Copy out every line of the data where the word "ribbed" is found.

----- INPUT

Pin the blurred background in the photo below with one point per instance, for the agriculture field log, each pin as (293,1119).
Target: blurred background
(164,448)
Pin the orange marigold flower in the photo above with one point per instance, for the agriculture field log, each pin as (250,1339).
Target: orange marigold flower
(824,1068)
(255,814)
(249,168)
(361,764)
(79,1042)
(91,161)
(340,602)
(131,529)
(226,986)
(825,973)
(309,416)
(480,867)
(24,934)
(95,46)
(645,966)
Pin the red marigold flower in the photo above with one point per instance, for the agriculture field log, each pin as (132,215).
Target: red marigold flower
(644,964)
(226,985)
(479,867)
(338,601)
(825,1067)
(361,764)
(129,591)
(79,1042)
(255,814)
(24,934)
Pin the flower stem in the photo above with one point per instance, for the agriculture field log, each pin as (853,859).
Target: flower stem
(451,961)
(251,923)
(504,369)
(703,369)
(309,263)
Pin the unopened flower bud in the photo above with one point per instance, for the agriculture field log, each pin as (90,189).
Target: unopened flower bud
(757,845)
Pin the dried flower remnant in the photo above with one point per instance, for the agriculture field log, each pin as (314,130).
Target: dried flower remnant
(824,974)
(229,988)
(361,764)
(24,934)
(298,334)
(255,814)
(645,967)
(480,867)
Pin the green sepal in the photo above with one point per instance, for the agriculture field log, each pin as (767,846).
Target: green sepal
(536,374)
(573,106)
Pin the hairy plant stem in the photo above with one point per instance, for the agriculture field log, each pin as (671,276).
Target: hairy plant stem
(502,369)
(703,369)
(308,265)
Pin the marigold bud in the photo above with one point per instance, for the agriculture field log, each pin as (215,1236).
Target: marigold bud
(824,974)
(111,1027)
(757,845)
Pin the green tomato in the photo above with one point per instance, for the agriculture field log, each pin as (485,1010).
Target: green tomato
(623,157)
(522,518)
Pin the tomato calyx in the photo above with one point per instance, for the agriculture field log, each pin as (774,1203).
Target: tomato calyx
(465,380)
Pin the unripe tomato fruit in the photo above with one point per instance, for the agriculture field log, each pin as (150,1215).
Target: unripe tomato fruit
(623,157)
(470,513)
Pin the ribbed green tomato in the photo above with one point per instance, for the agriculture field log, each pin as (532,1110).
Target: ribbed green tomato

----------

■ RESPONSE FOR THIS EXERCISE
Pin the ribbed green tomato in the photo above with one point per instance, for the agriculture field log, each pin as (532,1110).
Target: ribbed green tomato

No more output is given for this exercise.